### ROWS:
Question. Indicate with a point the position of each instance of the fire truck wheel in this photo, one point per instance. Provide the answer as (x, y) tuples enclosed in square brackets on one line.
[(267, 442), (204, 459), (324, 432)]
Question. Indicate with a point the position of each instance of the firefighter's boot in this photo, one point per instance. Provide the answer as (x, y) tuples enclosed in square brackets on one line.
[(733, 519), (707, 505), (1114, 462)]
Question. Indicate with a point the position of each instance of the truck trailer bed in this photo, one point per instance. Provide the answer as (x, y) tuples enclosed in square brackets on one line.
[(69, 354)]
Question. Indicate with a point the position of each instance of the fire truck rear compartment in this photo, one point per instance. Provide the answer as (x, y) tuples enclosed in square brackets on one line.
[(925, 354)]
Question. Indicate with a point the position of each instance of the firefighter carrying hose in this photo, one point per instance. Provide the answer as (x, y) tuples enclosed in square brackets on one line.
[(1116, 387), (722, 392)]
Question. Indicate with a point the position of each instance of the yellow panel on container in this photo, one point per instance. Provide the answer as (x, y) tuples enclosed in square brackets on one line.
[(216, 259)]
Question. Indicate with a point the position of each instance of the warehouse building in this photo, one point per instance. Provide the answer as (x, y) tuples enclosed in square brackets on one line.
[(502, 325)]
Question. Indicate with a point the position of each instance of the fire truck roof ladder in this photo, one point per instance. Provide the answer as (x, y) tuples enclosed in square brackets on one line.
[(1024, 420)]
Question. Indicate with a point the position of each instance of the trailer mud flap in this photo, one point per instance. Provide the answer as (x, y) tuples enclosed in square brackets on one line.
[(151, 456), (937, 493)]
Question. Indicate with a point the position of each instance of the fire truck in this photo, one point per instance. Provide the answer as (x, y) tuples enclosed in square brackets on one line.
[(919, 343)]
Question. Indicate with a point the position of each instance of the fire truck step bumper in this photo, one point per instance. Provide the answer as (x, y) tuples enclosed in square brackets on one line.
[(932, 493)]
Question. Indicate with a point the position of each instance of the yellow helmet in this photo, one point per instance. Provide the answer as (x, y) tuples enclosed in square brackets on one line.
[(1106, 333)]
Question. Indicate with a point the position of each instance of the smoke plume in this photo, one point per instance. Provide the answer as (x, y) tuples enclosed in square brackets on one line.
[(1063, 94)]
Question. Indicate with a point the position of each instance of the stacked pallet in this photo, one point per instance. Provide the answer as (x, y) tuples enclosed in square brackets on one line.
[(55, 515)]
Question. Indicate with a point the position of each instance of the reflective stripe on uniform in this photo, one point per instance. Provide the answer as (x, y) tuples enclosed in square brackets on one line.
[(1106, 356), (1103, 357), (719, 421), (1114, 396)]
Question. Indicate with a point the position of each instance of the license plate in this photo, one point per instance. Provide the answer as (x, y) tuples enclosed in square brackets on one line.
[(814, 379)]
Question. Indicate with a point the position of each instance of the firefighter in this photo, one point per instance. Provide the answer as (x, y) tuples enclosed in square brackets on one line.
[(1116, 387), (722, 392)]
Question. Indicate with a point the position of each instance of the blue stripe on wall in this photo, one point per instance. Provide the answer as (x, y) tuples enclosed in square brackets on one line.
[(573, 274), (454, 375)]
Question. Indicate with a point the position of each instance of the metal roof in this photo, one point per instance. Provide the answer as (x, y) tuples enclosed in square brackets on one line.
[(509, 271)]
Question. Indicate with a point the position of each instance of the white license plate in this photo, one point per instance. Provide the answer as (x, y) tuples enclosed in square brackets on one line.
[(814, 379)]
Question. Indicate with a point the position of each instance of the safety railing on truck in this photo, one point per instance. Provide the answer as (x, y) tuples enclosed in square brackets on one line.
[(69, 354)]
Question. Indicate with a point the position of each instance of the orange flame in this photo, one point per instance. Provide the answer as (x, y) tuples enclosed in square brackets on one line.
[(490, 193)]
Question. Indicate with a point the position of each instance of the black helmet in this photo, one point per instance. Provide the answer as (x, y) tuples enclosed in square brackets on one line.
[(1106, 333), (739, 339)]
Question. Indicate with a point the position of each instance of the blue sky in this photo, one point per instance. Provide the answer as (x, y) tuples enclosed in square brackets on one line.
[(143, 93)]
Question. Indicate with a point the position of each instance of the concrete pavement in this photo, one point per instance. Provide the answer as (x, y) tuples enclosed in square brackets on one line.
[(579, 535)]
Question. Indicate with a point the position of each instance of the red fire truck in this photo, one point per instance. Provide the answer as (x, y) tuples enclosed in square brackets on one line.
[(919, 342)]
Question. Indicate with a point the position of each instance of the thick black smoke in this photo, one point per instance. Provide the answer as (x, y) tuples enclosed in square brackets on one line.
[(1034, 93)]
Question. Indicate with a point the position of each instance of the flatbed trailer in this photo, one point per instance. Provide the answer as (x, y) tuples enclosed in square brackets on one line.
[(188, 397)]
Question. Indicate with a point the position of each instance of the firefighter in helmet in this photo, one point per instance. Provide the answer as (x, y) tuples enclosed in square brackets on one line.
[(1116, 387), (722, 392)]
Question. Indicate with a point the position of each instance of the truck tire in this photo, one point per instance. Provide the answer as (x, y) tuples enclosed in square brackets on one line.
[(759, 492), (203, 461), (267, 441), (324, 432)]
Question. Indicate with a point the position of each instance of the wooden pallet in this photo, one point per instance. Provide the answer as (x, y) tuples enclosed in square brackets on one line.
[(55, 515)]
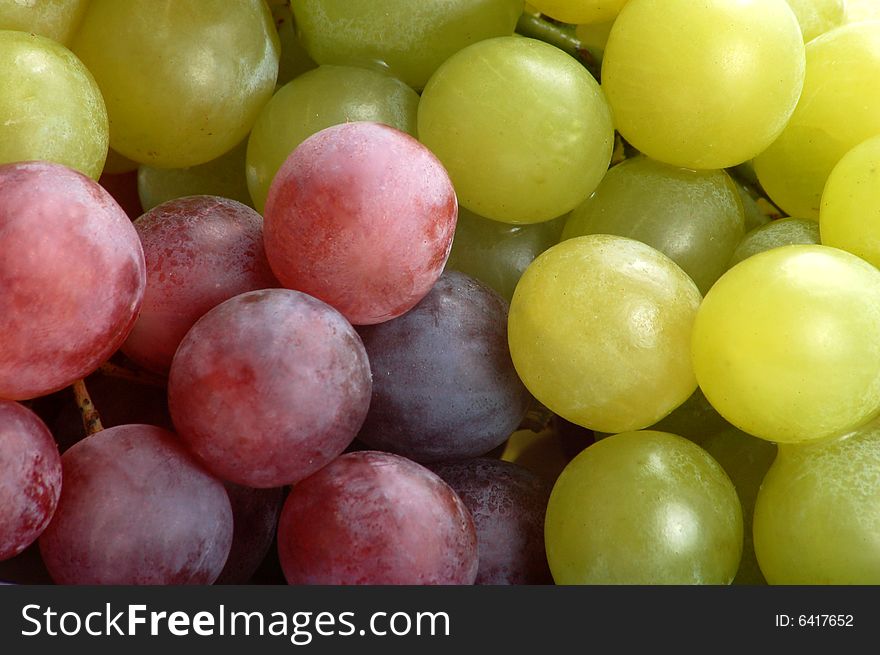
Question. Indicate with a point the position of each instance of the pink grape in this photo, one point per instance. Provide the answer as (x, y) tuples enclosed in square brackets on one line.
[(200, 251), (361, 215), (72, 277), (375, 518), (269, 386), (136, 509), (30, 478)]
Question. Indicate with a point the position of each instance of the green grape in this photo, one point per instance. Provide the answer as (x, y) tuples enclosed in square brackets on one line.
[(817, 517), (580, 11), (409, 39), (746, 460), (496, 253), (818, 16), (50, 106), (849, 216), (703, 84), (694, 419), (643, 508), (184, 80), (693, 217), (522, 128), (786, 345), (326, 96), (223, 176), (782, 232), (862, 10), (599, 331), (294, 59), (839, 108), (54, 19)]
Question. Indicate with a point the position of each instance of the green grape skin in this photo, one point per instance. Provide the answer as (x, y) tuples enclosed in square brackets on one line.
[(599, 331), (693, 217), (497, 254), (839, 108), (580, 11), (849, 215), (817, 516), (54, 19), (183, 80), (746, 460), (408, 39), (703, 85), (317, 99), (294, 59), (223, 177), (523, 129), (50, 106), (818, 16), (643, 508), (782, 232), (786, 345)]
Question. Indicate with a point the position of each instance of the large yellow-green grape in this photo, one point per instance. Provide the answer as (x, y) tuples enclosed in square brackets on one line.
[(50, 106), (223, 176), (693, 217), (599, 331), (861, 10), (183, 80), (703, 84), (786, 345), (643, 508), (409, 39), (839, 108), (818, 16), (523, 129), (817, 518), (294, 59), (580, 11), (849, 217), (497, 253), (783, 232), (746, 460), (54, 19), (326, 96)]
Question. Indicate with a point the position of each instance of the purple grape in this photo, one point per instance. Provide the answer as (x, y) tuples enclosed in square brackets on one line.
[(255, 519), (444, 386), (508, 504), (376, 518), (136, 509), (30, 478), (268, 387)]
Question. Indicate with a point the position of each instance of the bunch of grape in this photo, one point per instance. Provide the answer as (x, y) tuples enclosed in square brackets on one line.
[(471, 291)]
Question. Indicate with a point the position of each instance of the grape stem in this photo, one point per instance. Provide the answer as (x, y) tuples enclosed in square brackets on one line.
[(563, 37), (90, 417)]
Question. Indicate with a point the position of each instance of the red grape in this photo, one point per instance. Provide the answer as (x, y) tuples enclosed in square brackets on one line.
[(376, 518), (269, 386), (72, 277), (136, 509), (361, 215), (200, 251), (30, 478)]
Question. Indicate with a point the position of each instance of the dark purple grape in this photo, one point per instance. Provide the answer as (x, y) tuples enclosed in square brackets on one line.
[(444, 386), (136, 509), (255, 519), (268, 387), (508, 504), (30, 478), (376, 518)]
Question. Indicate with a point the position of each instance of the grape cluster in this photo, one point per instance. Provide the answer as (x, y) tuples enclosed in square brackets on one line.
[(440, 292)]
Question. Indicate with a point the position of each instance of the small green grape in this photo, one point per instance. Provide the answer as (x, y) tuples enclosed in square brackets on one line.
[(643, 508)]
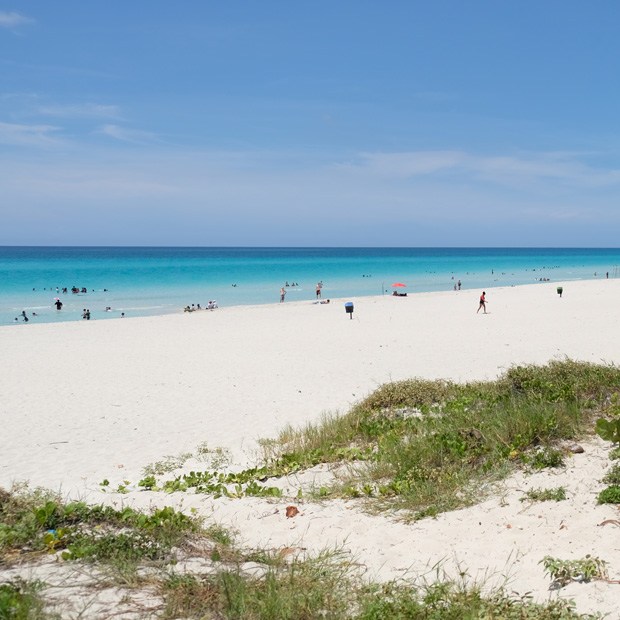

### TASK:
Recast everything from the start of the rows above down through the line containing "[(267, 442), (204, 459), (324, 432)]" as a JSON list of strings, with one string per line and any blank lines left out.

### RESULT FOR THIS EXERCISE:
[
  "Question. Indicate with a point the position of each instance of the fire truck wheel in this photo, one point per instance. Provide the answer as (x, y) tuples enclosed in square brackets on one line.",
  "[(267, 442), (204, 459), (324, 432)]"
]